### TASKS TO PERFORM
**1)** Answer these questions using the divorce property question below, one answer per line, marked the same way:
(a) In which city does the writer currently rent a home?
(b) Until what month and year did the writer live in Alberta?
(c) In whose name is the shared primary residence in Alberta held?
**2)** Rewrite the part of the divorce property question starting at "Husband is keeping" and ending at "the investment property?", swapping "salary" for "pay".

### PASSAGE SHOWN
Deemed disposition of Alta. property in Divorce BC resident
My question is: Canadian-specific
QUESTION: I am at the final point of signing the negotiated terms of the
division of assets through my divorce. This question is related to two
properties. I currently (rent) reside in Vancouver BC and I lived in Alberta
up to April 2004. I shared a primary residence in Alberta with my husband
that was purchased by him before our marriage and remains entirely in his
name. We have a rental investment property in Alberta in both our names.
Husband is keeping the rental property resulting in my share of the asset
and a taxable rate of 34%. Am I better off claiming this in BC as part of my
income? My salary was less when I lived (a student) in Alberta and property
value is set at April 2004. I am receiving a portion of the primary
residence's equity from the time I lived in the home which is considered
already taxed. Are there any other deductions related to divorce I can claim
that would offset the capital gains tax on the investment property?

Pointing records
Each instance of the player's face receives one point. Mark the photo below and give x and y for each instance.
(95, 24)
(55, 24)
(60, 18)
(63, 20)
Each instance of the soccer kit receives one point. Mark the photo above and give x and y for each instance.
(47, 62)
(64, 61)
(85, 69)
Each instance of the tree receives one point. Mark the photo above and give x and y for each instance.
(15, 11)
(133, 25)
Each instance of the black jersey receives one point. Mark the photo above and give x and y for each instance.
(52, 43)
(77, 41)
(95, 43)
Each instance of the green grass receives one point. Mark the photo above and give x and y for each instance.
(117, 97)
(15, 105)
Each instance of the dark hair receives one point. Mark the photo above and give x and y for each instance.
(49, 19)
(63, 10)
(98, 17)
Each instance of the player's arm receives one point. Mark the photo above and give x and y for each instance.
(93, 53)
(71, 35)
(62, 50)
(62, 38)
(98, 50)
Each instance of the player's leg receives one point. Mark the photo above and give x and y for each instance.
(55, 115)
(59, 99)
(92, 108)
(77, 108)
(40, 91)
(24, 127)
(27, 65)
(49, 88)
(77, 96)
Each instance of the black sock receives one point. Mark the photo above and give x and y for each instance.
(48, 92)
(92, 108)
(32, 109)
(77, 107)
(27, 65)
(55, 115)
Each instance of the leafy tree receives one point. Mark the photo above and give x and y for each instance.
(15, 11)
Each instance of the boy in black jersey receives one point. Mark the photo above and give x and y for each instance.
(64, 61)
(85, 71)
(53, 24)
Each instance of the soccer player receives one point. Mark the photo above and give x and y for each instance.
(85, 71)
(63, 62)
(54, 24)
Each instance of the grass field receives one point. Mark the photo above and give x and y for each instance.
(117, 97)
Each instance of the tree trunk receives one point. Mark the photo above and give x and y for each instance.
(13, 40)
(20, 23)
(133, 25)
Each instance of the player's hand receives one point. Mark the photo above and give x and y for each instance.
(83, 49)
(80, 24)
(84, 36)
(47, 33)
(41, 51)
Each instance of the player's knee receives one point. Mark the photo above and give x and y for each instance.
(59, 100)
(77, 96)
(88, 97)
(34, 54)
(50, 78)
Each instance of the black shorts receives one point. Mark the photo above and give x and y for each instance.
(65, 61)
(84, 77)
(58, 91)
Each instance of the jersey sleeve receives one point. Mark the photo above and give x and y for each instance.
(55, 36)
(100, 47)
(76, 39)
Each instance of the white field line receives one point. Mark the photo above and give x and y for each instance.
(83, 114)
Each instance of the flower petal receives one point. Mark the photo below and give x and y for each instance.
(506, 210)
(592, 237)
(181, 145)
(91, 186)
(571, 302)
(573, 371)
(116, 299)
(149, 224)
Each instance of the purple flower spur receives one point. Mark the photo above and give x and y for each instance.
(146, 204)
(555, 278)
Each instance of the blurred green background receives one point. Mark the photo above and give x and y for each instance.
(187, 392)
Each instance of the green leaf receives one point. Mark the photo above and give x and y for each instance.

### ANSWERS FOR THIS EXERCISE
**1)**
(a) Vancouver, BC
(b) April 2004
(c) Entirely in the husband's name

**2)**
Husband is keeping the rental property resulting in my share of the asset
and a taxable rate of 34%. Am I better off claiming this in BC as part of my
income? My pay was less when I lived (a student) in Alberta and property
value is set at April 2004. I am receiving a portion of the primary
residence's equity from the time I lived in the home which is considered
already taxed. Are there any other deductions related to divorce I can claim
that would offset the capital gains tax on the investment property?